Task
In the passage about the "Four Phases of Life" model, copy the stretch that starts at "At age eight, this" and ends after "about the stork.", replacing "grandmother" with "aunt" wherever it occurs.

BEGIN Text shown

My return to the classroom has triggered a fair amount of déjà vu.  I’ll start talking about something and then, all of a sudden, these old teaching riffs start flooding into my head.

After our curriculum shifted to the notion of self-governance, I decided to hit them with my “Four Phases of Life” model.  This rite of passage narrative features my take on the impact that four very specific chronologically ordered realizations had in guiding me through (and beyond) my own adolescence.  My hope is that it will jolt their frame of reference and maybe spark a booster shot of resolve as they proceed with their own journeys.  Here we go:

1. There is no Santa Claus.
At age eight, this was a tough pill to swallow.  (I mean, such a cool idea really ought to be true!)  This may well have been my first interface with denial as I initially made a concerted effort to sustain belief in the whole St. Nick myth even after I knew it was false.  For example, I tried not to think about the fact that I kept seeing Santa in a few too many places in the same 2-hour shopping trip with Mom.  I also recall the realization that prolonging my “belief” could be profitable whenever my grandmother came to visit for the Holidays.  I hung on for a bit before letting go for good.

2. My mother lied about the stork.
A couple of years after letting go of Santa, my buddy and I were playing in our smalltown New Hampshire playground when two “big kids” (i.e., any human being in junior high or above) pulled us aside and proceeded to gleefully explain the biological process that brought us into the world.  On the one hand, I fought the urge to blurt out “My parents would never do such a thing!”  On the other, the whole idea seemed so preposterous that no one could have made it up.  In any case, my mom’s stork story just wasn’t the same after that.

END Text shown
BEGIN Records

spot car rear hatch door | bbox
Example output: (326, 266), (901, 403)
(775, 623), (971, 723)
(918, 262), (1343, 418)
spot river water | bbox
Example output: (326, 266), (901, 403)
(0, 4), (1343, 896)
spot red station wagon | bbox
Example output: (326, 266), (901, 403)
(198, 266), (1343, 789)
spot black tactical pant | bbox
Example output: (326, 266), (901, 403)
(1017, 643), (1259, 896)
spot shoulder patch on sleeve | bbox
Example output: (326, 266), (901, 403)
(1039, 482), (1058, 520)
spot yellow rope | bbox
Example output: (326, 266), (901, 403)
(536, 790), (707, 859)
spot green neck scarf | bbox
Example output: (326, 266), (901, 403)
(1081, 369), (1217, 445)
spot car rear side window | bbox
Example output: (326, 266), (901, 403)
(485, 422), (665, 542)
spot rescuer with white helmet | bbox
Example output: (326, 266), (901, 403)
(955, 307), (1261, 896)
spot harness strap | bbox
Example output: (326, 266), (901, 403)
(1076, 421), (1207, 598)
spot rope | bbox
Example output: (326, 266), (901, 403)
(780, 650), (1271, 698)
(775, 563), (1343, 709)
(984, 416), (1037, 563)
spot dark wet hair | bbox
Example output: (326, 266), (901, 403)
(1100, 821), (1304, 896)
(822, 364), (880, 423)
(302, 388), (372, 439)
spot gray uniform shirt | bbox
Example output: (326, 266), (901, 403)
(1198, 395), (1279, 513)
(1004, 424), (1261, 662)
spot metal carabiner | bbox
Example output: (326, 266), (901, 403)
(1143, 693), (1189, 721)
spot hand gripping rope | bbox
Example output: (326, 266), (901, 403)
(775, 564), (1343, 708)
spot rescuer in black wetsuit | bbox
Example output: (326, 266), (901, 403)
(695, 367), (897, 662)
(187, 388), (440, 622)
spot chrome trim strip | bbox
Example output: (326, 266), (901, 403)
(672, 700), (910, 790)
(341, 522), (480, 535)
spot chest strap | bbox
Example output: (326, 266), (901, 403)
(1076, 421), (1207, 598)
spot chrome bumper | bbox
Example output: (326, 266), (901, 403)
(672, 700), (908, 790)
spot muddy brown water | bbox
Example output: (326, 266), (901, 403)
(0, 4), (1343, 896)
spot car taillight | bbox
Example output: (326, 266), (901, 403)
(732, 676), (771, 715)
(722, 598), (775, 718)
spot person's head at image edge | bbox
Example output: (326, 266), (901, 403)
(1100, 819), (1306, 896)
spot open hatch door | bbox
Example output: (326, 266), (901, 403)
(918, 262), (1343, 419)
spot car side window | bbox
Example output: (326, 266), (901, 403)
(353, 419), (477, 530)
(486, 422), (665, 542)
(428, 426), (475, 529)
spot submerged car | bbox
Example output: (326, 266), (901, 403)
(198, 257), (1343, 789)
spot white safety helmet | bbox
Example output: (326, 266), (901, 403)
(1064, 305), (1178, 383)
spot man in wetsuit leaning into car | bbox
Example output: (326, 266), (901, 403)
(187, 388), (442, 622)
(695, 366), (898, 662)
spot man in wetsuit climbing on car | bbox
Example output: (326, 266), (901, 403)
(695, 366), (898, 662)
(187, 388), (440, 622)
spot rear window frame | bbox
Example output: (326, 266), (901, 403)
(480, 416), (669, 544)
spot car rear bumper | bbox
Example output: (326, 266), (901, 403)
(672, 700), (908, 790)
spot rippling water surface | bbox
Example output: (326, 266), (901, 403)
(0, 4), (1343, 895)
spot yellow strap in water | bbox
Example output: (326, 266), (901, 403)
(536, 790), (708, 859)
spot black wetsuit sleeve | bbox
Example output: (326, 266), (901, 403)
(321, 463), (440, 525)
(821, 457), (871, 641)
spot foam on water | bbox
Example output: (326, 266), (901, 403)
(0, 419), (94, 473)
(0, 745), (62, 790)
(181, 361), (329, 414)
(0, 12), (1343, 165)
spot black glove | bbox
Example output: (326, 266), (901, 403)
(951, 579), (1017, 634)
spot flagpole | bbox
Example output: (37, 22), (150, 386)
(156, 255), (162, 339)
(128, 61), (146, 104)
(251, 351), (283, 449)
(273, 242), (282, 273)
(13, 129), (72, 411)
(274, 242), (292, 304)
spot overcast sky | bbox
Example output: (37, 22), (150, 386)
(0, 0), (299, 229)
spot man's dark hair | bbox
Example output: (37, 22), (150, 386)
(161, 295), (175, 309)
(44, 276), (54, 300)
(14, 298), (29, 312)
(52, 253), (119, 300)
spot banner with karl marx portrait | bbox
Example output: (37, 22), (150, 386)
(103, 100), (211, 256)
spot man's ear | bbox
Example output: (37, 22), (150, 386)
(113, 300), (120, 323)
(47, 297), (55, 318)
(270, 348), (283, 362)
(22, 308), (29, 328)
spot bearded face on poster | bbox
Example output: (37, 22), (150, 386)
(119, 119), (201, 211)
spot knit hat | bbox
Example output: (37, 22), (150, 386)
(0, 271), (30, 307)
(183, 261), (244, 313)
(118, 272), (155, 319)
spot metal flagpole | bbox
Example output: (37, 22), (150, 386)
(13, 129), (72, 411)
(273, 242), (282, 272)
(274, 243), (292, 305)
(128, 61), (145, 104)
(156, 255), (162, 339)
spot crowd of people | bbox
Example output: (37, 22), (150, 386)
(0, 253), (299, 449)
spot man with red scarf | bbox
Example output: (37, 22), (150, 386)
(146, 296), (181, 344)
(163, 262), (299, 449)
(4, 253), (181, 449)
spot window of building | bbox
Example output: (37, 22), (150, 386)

END Records

Result
At age eight, this was a tough pill to swallow.  (I mean, such a cool idea really ought to be true!)  This may well have been my first interface with denial as I initially made a concerted effort to sustain belief in the whole St. Nick myth even after I knew it was false.  For example, I tried not to think about the fact that I kept seeing Santa in a few too many places in the same 2-hour shopping trip with Mom.  I also recall the realization that prolonging my “belief” could be profitable whenever my aunt came to visit for the Holidays.  I hung on for a bit before letting go for good.

2. My mother lied about the stork.